#### Document excerpt
One of the most important challenges in chemical biology is to understand the molecular basis of protein function. Developing new methodologies using chemistry and the ability to apply those methodologies to proteins plays a crucial role in addressing this challenge. The research in our laboratory is focused on the application of chemistry to design and engineer novel protein molecules, and to precisely control their biochemical properties. We use synthetic organic chemistry and chemical protein synthesis tool sets to engineer proteins, and then apply racemic and quasi-racemic protein crystallography to determine their three dimensional structures. We are particularly interested in design and total chemical synthesis of mirror-image proteins (composed entirely of D-amino acids and achiral Glycine) that would interfere specific disease related protein-protein interactions. Some of the projects currently underway in our laboratory are as follows:

Systematic development of a novel D-protein inhibitor to control and eliminate malaria transmission

Emergence of drug resistant strains of malaria parasite is a global threat to human health. It is important to find an alternative approach to treat malaria that is endemic in 97 countries, including India, around the world. Several unique extracellular protein-protein interactions, such as the AMA1-RON2 interaction, are crucial for the invasion of host cells by malaria parasite. By disrupting AMA1-RON2 interaction, we can treat and prevent the transmission of malaria that are resistant to traditional therapies. We are currently developing a novel D-protein inhibitor of P. falciparum AMA1-RON2 interaction. D-proteins have advantageous properties: they are resistant to proteolytic degradation and are known to be non-immunogenic. Therefore, a properly engineered D-protein inhibitor would be superior to a conventional natural peptide/protein (consisting of all L-amino acids and glycine).

Covalent modification of protein structures

The ability to chemically synthesize functional miniature versions of large protein receptors will open up new possibilities for designing inhibitors of protein-protein interactions. We are exploring synthetic organic chemistry methods – by covalent stitching of the side chains of the key residues that are involved in direct intramolecular contact in the polypeptide chain – to stabilize protein secondary and tertiary structures that would allow precise control over specific biomolecular interactions. Such a degree of rational engineering of protein molecules is not possible by applying any existing molecular biology techniques.

Design and total chemical synthesis of proteins with complex topology

In recent years, there has been growing interest in unusual protein molecules that contain complex polypeptide chain topologies such as knot, cyclotide, catenane and lasso. Existence of such complex topology raises intriguing questions regarding their folding properties and the potential impact of these complex topologies on biological functions. However, due to their complex molecular architecture, chemical syntheses and folding studies of these molecules are greatly challenging. We are currently developing chemical synthesis routes to these topologically complex protein molecules.

#### Source information

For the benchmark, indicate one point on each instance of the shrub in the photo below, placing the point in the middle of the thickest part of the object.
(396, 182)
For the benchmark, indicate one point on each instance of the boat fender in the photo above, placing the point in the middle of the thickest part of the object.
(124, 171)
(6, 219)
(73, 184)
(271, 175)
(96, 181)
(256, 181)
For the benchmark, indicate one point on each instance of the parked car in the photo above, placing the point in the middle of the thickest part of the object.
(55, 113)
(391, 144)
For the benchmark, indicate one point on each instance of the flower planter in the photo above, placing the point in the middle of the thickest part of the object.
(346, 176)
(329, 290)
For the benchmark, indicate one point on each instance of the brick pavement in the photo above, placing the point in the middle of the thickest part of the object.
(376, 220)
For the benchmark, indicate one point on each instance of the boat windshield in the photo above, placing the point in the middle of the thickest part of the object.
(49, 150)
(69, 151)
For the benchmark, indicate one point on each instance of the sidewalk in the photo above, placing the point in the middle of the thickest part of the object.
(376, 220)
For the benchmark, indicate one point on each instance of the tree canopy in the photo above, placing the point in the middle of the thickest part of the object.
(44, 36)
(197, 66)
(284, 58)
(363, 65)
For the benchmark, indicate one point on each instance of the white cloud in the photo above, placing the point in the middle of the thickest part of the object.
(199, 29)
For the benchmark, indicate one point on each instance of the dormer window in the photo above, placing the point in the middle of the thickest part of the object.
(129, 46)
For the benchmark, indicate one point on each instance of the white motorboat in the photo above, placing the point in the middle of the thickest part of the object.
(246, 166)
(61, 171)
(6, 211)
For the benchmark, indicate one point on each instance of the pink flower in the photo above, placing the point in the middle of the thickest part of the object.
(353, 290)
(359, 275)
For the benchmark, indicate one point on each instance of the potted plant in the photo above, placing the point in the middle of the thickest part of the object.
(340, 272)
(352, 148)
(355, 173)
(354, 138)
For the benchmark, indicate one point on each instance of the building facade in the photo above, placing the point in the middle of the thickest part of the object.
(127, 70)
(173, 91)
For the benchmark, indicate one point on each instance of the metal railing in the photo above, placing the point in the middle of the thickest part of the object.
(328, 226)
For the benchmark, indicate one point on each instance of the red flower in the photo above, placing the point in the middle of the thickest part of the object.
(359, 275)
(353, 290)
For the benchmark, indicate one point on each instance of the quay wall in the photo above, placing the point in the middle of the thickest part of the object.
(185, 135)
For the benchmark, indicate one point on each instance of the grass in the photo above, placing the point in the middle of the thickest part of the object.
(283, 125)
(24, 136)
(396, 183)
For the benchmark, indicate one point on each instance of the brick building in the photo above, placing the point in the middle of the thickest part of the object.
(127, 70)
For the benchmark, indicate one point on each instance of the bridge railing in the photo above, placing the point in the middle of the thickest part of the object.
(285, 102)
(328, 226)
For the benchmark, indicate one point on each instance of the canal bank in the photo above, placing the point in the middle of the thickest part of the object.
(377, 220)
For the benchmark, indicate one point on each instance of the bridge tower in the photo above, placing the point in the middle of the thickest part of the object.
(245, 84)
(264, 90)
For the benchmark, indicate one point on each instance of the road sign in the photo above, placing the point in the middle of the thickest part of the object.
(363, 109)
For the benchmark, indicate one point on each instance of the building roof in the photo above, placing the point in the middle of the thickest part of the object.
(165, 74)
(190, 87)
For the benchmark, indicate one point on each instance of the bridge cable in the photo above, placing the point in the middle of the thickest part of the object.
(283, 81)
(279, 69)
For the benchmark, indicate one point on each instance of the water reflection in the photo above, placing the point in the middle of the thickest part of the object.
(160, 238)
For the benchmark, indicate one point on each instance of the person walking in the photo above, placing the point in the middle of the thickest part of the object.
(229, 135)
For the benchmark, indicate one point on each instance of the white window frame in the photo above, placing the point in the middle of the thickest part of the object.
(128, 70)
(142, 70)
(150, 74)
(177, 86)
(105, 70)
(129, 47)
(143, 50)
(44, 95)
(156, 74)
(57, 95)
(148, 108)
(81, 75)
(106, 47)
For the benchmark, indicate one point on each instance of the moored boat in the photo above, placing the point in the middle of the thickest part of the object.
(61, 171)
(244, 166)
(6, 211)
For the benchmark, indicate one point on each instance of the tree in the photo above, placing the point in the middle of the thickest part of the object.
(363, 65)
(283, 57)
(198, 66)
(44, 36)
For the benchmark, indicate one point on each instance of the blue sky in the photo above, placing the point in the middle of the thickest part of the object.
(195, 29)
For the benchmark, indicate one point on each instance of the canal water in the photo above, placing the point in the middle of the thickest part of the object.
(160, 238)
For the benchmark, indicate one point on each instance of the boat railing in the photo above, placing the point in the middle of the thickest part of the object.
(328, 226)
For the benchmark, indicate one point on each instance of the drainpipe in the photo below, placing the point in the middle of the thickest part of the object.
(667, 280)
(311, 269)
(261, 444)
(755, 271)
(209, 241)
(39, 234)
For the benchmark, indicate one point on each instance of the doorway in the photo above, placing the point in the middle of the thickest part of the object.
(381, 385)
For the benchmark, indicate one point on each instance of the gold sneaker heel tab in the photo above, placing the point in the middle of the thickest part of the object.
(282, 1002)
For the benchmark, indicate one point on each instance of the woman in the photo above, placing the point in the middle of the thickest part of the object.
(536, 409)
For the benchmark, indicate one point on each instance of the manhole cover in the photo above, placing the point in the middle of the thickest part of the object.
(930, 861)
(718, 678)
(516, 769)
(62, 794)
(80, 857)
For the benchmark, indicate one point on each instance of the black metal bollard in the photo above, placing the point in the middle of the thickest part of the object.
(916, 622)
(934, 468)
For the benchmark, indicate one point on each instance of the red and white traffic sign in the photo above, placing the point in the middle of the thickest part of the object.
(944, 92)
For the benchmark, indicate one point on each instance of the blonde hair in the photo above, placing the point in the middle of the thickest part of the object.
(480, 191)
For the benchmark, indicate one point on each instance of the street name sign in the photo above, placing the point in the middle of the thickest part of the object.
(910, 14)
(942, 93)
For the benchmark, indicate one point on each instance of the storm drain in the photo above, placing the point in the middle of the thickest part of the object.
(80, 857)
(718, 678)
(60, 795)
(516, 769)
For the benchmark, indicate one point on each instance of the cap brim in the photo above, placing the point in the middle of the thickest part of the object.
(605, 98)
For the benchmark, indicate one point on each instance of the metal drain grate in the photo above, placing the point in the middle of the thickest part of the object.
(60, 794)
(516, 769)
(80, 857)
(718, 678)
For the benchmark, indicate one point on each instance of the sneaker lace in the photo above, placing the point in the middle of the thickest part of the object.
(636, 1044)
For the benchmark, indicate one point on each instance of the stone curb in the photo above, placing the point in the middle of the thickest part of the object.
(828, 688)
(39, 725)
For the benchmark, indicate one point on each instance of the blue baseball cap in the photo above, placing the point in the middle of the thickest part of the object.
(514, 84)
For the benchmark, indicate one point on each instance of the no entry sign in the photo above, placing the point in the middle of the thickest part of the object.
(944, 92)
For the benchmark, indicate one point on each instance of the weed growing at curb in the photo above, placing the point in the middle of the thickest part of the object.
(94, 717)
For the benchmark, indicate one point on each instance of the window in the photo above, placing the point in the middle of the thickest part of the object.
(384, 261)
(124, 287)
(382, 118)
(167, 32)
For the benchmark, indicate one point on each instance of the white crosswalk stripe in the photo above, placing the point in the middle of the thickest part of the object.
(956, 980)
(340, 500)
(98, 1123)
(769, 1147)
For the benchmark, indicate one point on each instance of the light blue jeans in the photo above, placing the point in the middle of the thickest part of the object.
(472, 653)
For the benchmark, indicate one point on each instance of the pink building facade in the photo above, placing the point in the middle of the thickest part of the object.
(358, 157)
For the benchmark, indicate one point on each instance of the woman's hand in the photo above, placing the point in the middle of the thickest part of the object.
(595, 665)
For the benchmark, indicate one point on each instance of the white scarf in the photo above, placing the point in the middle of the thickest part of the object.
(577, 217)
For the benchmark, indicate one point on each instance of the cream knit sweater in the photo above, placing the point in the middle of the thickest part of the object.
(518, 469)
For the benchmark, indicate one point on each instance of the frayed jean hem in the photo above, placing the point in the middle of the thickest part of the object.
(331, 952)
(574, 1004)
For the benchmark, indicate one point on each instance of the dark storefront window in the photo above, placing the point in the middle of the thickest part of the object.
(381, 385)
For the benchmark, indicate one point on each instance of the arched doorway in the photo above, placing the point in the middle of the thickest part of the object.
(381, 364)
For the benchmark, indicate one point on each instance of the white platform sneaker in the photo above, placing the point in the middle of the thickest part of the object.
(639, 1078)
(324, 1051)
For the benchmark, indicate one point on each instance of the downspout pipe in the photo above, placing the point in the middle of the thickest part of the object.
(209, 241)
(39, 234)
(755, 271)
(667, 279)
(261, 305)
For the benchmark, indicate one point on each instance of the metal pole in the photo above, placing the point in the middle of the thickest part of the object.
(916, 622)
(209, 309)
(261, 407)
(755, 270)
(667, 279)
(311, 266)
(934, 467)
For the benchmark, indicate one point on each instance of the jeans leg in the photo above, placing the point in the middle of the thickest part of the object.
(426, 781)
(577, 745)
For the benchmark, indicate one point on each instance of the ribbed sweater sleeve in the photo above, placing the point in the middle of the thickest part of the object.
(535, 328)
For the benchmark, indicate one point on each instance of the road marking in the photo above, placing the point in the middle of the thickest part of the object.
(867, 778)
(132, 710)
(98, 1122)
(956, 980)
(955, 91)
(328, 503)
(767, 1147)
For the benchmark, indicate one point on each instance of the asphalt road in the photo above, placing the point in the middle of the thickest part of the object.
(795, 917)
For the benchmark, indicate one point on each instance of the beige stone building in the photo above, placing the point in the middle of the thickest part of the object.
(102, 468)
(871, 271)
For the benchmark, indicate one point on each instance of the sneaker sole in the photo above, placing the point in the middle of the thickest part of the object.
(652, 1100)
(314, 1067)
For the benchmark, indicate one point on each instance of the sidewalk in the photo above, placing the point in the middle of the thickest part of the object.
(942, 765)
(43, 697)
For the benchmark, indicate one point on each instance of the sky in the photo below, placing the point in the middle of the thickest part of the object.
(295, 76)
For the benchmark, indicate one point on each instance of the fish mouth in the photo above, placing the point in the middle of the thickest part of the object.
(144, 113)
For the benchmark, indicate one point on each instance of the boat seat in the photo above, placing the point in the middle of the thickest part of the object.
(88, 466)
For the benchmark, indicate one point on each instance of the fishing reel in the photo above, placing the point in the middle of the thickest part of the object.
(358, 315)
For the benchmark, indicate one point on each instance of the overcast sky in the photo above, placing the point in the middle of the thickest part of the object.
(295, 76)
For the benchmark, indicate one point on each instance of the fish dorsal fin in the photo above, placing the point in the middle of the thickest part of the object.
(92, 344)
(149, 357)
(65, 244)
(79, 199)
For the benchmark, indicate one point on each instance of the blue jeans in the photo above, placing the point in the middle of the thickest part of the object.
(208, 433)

#### Apply what you read
1. Duplicate the part of the research description starting with "The ability to chemically" and going on through "molecular biology techniques.".
2. Using the research description, say whether each statement agrees with it, and quote the words that decide each one. (a) Malaria is endemic in 97 countries. (b) D-proteins are easily broken down by proteolytic degradation. (c) The laboratory determines three-dimensional protein structures with racemic and quasi-racemic protein crystallography.

#### Exercise solutions
1.
The ability to chemically synthesize functional miniature versions of large protein receptors will open up new possibilities for designing inhibitors of protein-protein interactions. We are exploring synthetic organic chemistry methods – by covalent stitching of the side chains of the key residues that are involved in direct intramolecular contact in the polypeptide chain – to stabilize protein secondary and tertiary structures that would allow precise control over specific biomolecular interactions. Such a degree of rational engineering of protein molecules is not possible by applying any existing molecular biology techniques.

2.
(a) Yes: "malaria that is endemic in 97 countries"
(b) No: "they are resistant to proteolytic degradation"
(c) Yes: "apply racemic and quasi-racemic protein crystallography to determine their three dimensional structures"